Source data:
::::

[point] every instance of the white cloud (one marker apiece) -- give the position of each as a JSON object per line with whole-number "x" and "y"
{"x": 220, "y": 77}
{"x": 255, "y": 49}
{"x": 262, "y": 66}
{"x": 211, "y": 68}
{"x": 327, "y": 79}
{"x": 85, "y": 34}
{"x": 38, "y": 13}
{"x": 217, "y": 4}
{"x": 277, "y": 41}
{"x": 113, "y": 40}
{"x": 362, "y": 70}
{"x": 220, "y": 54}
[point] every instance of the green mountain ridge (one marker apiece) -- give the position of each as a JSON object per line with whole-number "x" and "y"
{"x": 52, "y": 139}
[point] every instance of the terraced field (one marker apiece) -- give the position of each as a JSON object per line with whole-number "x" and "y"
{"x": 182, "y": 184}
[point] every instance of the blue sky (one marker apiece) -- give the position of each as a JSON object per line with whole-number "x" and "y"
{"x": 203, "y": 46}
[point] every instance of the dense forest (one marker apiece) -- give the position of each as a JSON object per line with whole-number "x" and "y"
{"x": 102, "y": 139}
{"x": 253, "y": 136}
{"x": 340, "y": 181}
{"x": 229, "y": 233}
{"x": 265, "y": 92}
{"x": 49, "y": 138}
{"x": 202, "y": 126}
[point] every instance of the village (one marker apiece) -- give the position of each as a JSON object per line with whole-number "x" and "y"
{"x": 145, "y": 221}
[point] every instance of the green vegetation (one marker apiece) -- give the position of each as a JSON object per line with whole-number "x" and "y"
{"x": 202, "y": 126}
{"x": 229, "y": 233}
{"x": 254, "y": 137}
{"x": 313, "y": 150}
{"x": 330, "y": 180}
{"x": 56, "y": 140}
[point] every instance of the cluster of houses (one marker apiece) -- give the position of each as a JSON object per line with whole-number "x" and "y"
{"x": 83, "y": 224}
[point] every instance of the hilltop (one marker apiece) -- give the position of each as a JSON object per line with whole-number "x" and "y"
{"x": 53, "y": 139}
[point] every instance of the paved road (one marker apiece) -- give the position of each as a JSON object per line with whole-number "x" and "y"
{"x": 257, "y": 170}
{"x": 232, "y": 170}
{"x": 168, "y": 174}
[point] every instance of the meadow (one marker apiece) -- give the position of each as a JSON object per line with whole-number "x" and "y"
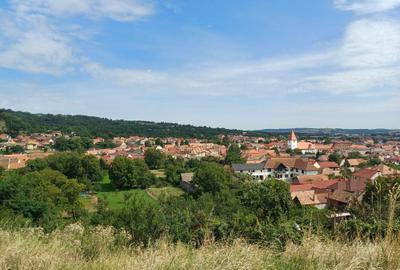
{"x": 75, "y": 247}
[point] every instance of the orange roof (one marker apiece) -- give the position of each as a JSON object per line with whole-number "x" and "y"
{"x": 328, "y": 164}
{"x": 366, "y": 173}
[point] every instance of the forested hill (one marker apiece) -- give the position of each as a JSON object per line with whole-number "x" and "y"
{"x": 16, "y": 122}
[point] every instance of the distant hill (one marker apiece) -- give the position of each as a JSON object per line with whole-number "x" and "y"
{"x": 15, "y": 122}
{"x": 334, "y": 131}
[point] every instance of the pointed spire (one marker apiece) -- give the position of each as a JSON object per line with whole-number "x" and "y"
{"x": 292, "y": 136}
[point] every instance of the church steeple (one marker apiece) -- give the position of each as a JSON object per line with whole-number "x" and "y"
{"x": 292, "y": 141}
{"x": 292, "y": 136}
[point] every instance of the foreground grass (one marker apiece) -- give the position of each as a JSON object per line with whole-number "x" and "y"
{"x": 103, "y": 248}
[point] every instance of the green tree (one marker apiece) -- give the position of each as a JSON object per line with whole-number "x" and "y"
{"x": 40, "y": 196}
{"x": 142, "y": 218}
{"x": 335, "y": 157}
{"x": 126, "y": 174}
{"x": 159, "y": 142}
{"x": 15, "y": 149}
{"x": 154, "y": 158}
{"x": 211, "y": 177}
{"x": 233, "y": 155}
{"x": 354, "y": 154}
{"x": 267, "y": 199}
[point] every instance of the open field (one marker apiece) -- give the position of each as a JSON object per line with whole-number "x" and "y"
{"x": 167, "y": 192}
{"x": 158, "y": 173}
{"x": 77, "y": 248}
{"x": 116, "y": 198}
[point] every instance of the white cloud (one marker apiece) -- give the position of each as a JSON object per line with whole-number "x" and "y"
{"x": 31, "y": 45}
{"x": 367, "y": 6}
{"x": 371, "y": 43}
{"x": 119, "y": 10}
{"x": 33, "y": 39}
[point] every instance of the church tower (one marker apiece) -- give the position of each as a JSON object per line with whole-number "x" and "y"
{"x": 292, "y": 141}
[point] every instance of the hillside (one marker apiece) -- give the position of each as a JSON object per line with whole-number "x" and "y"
{"x": 16, "y": 122}
{"x": 103, "y": 248}
{"x": 335, "y": 131}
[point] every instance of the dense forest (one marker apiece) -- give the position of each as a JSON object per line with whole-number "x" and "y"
{"x": 16, "y": 122}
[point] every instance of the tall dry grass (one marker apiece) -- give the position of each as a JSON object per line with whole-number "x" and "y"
{"x": 104, "y": 248}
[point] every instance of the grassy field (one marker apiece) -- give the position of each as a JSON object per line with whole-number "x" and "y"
{"x": 116, "y": 198}
{"x": 158, "y": 173}
{"x": 166, "y": 192}
{"x": 96, "y": 248}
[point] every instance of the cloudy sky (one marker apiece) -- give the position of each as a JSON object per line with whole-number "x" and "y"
{"x": 236, "y": 64}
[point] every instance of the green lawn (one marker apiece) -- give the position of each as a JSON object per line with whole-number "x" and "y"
{"x": 158, "y": 173}
{"x": 168, "y": 192}
{"x": 116, "y": 198}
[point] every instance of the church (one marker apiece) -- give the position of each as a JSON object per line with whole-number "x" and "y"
{"x": 292, "y": 141}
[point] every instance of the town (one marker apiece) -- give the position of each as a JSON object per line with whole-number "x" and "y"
{"x": 321, "y": 172}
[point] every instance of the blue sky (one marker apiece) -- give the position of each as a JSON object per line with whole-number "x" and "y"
{"x": 236, "y": 64}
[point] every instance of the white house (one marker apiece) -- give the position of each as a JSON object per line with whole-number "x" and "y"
{"x": 286, "y": 169}
{"x": 292, "y": 141}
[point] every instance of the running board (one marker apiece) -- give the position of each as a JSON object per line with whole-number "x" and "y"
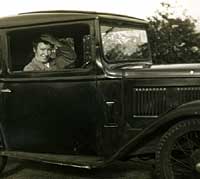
{"x": 78, "y": 161}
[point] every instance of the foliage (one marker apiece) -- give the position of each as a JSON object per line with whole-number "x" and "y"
{"x": 173, "y": 39}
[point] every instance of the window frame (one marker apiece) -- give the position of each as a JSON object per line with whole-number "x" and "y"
{"x": 72, "y": 71}
{"x": 127, "y": 24}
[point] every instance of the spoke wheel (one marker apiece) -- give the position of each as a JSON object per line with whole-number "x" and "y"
{"x": 179, "y": 151}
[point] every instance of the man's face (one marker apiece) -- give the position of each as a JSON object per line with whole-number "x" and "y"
{"x": 42, "y": 52}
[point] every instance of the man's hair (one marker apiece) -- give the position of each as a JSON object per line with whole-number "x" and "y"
{"x": 39, "y": 40}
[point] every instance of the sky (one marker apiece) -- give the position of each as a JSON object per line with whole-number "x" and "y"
{"x": 135, "y": 8}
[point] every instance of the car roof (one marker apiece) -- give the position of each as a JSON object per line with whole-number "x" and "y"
{"x": 42, "y": 17}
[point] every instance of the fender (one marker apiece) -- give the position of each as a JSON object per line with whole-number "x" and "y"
{"x": 182, "y": 112}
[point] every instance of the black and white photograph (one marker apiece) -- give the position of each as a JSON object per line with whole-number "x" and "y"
{"x": 100, "y": 89}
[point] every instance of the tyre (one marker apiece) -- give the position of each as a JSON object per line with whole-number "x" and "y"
{"x": 178, "y": 153}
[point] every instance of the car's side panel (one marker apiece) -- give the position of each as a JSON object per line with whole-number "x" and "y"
{"x": 48, "y": 115}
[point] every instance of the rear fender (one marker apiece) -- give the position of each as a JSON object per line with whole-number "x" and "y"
{"x": 182, "y": 112}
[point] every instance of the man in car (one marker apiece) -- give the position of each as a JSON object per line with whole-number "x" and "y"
{"x": 50, "y": 54}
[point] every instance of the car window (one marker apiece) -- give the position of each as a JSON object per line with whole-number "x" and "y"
{"x": 73, "y": 51}
{"x": 124, "y": 43}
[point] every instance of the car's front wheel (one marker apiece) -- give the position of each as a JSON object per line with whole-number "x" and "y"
{"x": 178, "y": 154}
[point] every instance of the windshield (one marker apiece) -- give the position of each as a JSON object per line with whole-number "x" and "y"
{"x": 121, "y": 43}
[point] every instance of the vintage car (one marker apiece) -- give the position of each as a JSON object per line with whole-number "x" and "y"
{"x": 113, "y": 104}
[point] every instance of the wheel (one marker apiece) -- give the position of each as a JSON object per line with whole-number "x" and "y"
{"x": 178, "y": 153}
{"x": 3, "y": 162}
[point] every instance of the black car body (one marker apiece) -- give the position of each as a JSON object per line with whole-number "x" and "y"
{"x": 113, "y": 105}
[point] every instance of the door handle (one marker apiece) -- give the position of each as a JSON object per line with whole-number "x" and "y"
{"x": 6, "y": 90}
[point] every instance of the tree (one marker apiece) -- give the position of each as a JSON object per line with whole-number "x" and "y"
{"x": 173, "y": 39}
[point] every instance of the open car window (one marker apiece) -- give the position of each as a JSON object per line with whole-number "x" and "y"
{"x": 124, "y": 43}
{"x": 76, "y": 38}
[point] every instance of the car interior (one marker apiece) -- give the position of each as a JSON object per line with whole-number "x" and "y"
{"x": 21, "y": 49}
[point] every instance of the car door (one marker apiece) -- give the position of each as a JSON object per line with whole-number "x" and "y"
{"x": 51, "y": 111}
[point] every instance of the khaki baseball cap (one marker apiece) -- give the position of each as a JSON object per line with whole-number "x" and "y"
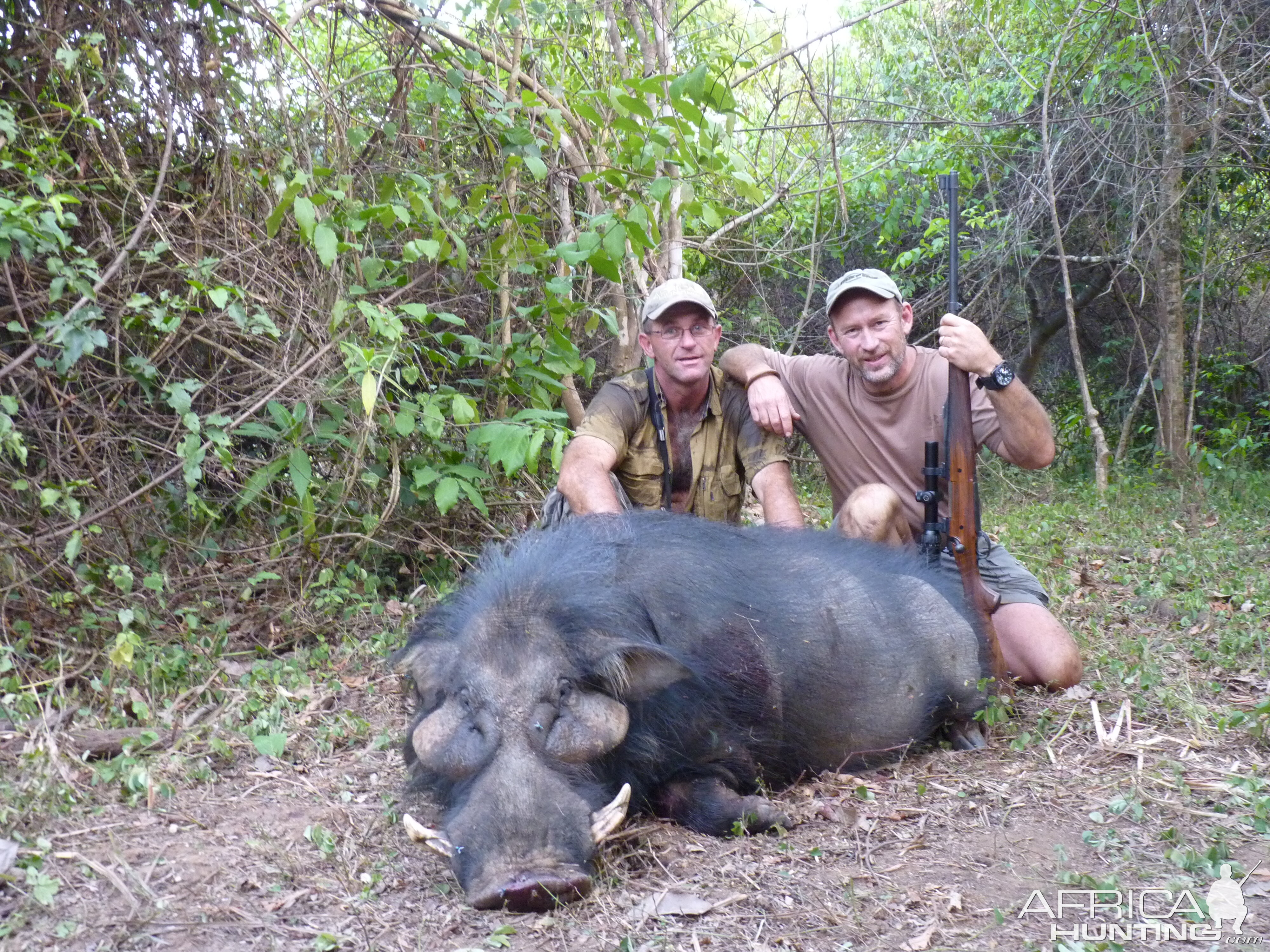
{"x": 871, "y": 280}
{"x": 674, "y": 293}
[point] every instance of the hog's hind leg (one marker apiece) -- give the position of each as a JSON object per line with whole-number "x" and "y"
{"x": 966, "y": 736}
{"x": 708, "y": 805}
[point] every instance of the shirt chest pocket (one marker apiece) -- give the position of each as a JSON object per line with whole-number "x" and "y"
{"x": 721, "y": 494}
{"x": 641, "y": 475}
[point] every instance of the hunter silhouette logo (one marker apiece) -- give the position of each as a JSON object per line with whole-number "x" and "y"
{"x": 1226, "y": 901}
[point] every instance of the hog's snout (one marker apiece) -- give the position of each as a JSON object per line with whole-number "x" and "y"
{"x": 533, "y": 892}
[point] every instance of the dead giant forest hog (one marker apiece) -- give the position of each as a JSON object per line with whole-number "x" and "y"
{"x": 684, "y": 658}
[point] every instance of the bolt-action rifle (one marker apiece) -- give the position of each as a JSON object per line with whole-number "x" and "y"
{"x": 959, "y": 532}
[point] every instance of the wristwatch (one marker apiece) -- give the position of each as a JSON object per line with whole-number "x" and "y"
{"x": 1000, "y": 379}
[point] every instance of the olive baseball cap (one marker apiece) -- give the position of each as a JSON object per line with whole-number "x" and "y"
{"x": 871, "y": 280}
{"x": 676, "y": 291}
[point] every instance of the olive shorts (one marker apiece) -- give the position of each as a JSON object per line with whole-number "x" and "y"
{"x": 1004, "y": 574}
{"x": 1000, "y": 572}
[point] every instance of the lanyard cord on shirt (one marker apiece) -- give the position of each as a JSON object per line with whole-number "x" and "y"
{"x": 655, "y": 411}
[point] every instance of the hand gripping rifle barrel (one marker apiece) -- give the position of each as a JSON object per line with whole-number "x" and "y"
{"x": 963, "y": 524}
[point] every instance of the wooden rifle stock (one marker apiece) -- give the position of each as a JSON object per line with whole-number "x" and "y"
{"x": 963, "y": 532}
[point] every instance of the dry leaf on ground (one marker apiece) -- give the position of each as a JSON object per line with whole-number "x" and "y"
{"x": 921, "y": 941}
{"x": 286, "y": 902}
{"x": 665, "y": 903}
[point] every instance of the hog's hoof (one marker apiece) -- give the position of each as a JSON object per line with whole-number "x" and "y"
{"x": 761, "y": 814}
{"x": 967, "y": 736}
{"x": 533, "y": 892}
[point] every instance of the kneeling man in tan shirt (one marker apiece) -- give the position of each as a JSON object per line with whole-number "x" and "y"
{"x": 868, "y": 418}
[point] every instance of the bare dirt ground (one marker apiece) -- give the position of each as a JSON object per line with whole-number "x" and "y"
{"x": 938, "y": 852}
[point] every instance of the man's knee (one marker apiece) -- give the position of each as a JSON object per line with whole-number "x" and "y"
{"x": 874, "y": 512}
{"x": 1038, "y": 649}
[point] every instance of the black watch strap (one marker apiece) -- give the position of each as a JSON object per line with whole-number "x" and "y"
{"x": 1001, "y": 378}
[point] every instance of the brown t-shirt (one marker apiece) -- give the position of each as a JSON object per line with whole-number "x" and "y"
{"x": 864, "y": 439}
{"x": 727, "y": 446}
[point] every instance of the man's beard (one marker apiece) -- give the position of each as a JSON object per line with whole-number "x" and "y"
{"x": 887, "y": 374}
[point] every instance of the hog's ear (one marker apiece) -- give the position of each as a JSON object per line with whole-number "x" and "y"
{"x": 425, "y": 662}
{"x": 634, "y": 671}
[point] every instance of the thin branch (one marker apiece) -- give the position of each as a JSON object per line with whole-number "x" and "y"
{"x": 775, "y": 59}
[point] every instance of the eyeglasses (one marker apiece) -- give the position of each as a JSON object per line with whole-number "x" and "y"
{"x": 672, "y": 333}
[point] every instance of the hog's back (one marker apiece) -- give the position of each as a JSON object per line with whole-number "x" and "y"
{"x": 857, "y": 652}
{"x": 872, "y": 666}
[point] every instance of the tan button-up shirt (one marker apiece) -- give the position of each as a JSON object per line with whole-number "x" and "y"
{"x": 727, "y": 446}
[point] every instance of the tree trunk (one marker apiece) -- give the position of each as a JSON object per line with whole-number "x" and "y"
{"x": 1102, "y": 453}
{"x": 1170, "y": 313}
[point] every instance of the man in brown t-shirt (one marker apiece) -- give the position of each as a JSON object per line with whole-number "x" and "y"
{"x": 712, "y": 444}
{"x": 868, "y": 417}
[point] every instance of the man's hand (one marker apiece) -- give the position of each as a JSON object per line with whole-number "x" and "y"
{"x": 1027, "y": 433}
{"x": 965, "y": 346}
{"x": 770, "y": 406}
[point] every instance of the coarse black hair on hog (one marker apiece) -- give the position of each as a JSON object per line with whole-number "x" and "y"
{"x": 690, "y": 661}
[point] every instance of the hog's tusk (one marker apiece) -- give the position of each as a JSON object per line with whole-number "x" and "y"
{"x": 609, "y": 818}
{"x": 431, "y": 838}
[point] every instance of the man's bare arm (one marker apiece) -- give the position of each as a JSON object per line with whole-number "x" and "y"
{"x": 1027, "y": 435}
{"x": 774, "y": 486}
{"x": 585, "y": 477}
{"x": 769, "y": 403}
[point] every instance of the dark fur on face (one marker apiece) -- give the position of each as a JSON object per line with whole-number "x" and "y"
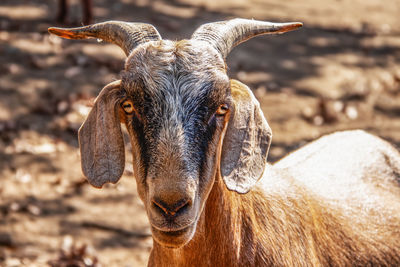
{"x": 176, "y": 89}
{"x": 199, "y": 139}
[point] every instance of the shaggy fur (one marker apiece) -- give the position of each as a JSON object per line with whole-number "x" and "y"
{"x": 200, "y": 143}
{"x": 287, "y": 221}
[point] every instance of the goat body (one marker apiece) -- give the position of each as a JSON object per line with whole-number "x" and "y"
{"x": 334, "y": 202}
{"x": 200, "y": 144}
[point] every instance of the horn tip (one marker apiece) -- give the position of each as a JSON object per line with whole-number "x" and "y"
{"x": 64, "y": 33}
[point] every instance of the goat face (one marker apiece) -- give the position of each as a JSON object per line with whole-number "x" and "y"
{"x": 188, "y": 124}
{"x": 180, "y": 96}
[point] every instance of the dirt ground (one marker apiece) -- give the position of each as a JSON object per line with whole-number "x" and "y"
{"x": 340, "y": 71}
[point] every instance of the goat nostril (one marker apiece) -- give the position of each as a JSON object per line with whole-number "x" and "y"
{"x": 173, "y": 209}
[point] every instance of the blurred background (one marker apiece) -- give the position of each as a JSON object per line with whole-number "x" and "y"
{"x": 340, "y": 71}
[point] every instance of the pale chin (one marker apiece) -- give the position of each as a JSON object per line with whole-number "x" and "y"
{"x": 175, "y": 239}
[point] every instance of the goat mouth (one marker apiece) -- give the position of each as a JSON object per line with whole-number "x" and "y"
{"x": 172, "y": 232}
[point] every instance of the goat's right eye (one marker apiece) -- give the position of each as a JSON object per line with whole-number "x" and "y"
{"x": 127, "y": 105}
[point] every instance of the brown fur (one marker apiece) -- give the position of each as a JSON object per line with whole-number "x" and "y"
{"x": 334, "y": 202}
{"x": 275, "y": 230}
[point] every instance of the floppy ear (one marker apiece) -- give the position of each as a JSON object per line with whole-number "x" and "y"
{"x": 246, "y": 142}
{"x": 100, "y": 139}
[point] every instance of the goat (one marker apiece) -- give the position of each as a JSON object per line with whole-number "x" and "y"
{"x": 200, "y": 144}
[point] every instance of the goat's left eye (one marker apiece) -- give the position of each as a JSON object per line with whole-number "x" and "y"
{"x": 127, "y": 105}
{"x": 222, "y": 110}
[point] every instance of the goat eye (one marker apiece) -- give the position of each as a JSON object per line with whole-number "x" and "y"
{"x": 222, "y": 110}
{"x": 127, "y": 105}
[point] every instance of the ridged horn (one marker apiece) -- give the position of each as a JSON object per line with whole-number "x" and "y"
{"x": 124, "y": 34}
{"x": 225, "y": 35}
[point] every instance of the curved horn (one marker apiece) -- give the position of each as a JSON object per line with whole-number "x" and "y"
{"x": 225, "y": 35}
{"x": 124, "y": 34}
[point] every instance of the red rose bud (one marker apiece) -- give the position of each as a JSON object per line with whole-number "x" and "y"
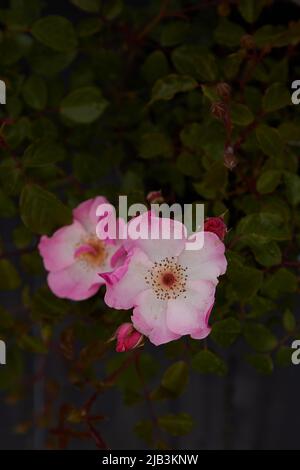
{"x": 155, "y": 197}
{"x": 216, "y": 225}
{"x": 127, "y": 338}
{"x": 230, "y": 160}
{"x": 224, "y": 90}
{"x": 247, "y": 42}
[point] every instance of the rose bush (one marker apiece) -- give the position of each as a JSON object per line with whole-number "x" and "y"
{"x": 177, "y": 101}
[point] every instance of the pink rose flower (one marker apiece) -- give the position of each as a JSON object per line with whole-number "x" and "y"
{"x": 127, "y": 338}
{"x": 216, "y": 225}
{"x": 74, "y": 255}
{"x": 170, "y": 289}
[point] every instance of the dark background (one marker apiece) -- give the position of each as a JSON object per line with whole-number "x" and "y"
{"x": 241, "y": 411}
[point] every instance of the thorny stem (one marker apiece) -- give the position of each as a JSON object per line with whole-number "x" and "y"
{"x": 146, "y": 393}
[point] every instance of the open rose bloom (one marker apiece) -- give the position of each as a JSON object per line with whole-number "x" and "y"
{"x": 74, "y": 255}
{"x": 171, "y": 289}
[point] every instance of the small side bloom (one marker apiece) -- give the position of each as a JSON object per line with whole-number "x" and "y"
{"x": 74, "y": 255}
{"x": 128, "y": 338}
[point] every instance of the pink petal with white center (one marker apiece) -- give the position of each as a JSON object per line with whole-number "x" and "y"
{"x": 58, "y": 251}
{"x": 128, "y": 281}
{"x": 76, "y": 282}
{"x": 150, "y": 318}
{"x": 152, "y": 226}
{"x": 187, "y": 313}
{"x": 207, "y": 263}
{"x": 85, "y": 213}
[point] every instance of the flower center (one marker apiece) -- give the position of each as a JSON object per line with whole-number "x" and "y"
{"x": 167, "y": 279}
{"x": 92, "y": 252}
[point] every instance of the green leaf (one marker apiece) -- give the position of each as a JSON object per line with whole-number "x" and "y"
{"x": 43, "y": 153}
{"x": 245, "y": 280}
{"x": 35, "y": 92}
{"x": 207, "y": 362}
{"x": 261, "y": 362}
{"x": 250, "y": 9}
{"x": 263, "y": 227}
{"x": 289, "y": 321}
{"x": 166, "y": 88}
{"x": 281, "y": 282}
{"x": 228, "y": 33}
{"x": 22, "y": 237}
{"x": 191, "y": 136}
{"x": 89, "y": 26}
{"x": 176, "y": 425}
{"x": 195, "y": 62}
{"x": 55, "y": 32}
{"x": 32, "y": 344}
{"x": 90, "y": 6}
{"x": 241, "y": 114}
{"x": 270, "y": 141}
{"x": 276, "y": 97}
{"x": 175, "y": 378}
{"x": 267, "y": 254}
{"x": 7, "y": 206}
{"x": 268, "y": 181}
{"x": 189, "y": 164}
{"x": 283, "y": 356}
{"x": 174, "y": 33}
{"x": 292, "y": 182}
{"x": 11, "y": 176}
{"x": 259, "y": 337}
{"x": 112, "y": 9}
{"x": 41, "y": 211}
{"x": 225, "y": 332}
{"x": 155, "y": 144}
{"x": 155, "y": 67}
{"x": 46, "y": 307}
{"x": 84, "y": 105}
{"x": 32, "y": 263}
{"x": 9, "y": 276}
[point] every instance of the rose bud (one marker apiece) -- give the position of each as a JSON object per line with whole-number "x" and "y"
{"x": 216, "y": 225}
{"x": 224, "y": 90}
{"x": 128, "y": 338}
{"x": 155, "y": 197}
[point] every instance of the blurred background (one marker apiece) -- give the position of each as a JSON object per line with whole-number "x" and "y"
{"x": 243, "y": 410}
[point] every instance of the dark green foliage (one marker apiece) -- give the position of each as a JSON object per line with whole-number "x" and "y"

::::

→ PROBLEM
Extract, unchanged, the closing run of lines that opens with the line containing "[point] every instance of the green leaf" and ends with the last line.

→ THE COMPLETED TASK
[point] every instance of the green leaf (one marker apiece) -- give the position of each as a JSON object per line with whole-number "x" and "y"
{"x": 43, "y": 153}
{"x": 245, "y": 280}
{"x": 35, "y": 92}
{"x": 207, "y": 362}
{"x": 261, "y": 362}
{"x": 250, "y": 9}
{"x": 263, "y": 227}
{"x": 289, "y": 321}
{"x": 166, "y": 88}
{"x": 281, "y": 282}
{"x": 228, "y": 33}
{"x": 22, "y": 237}
{"x": 191, "y": 136}
{"x": 89, "y": 26}
{"x": 176, "y": 425}
{"x": 195, "y": 62}
{"x": 55, "y": 32}
{"x": 32, "y": 344}
{"x": 90, "y": 6}
{"x": 241, "y": 114}
{"x": 270, "y": 141}
{"x": 276, "y": 97}
{"x": 175, "y": 378}
{"x": 267, "y": 254}
{"x": 7, "y": 206}
{"x": 268, "y": 181}
{"x": 189, "y": 164}
{"x": 283, "y": 356}
{"x": 174, "y": 33}
{"x": 292, "y": 182}
{"x": 11, "y": 176}
{"x": 259, "y": 337}
{"x": 112, "y": 9}
{"x": 41, "y": 211}
{"x": 225, "y": 332}
{"x": 155, "y": 144}
{"x": 155, "y": 67}
{"x": 46, "y": 307}
{"x": 84, "y": 105}
{"x": 32, "y": 263}
{"x": 9, "y": 276}
[point] every instance of the rose bud (one marker apiece) -- give the position of each as a JSON object per line with whole-number "x" and "y"
{"x": 216, "y": 225}
{"x": 224, "y": 90}
{"x": 128, "y": 338}
{"x": 155, "y": 197}
[point] every instance of the blurred background (one marker apiece) -- give the position of each as a JSON object per line with whole-number "x" and "y"
{"x": 243, "y": 410}
[point] every instance of the dark green foliage (one marker apiece) -- give the position of each as a JSON object per line with whole-number "x" and "y"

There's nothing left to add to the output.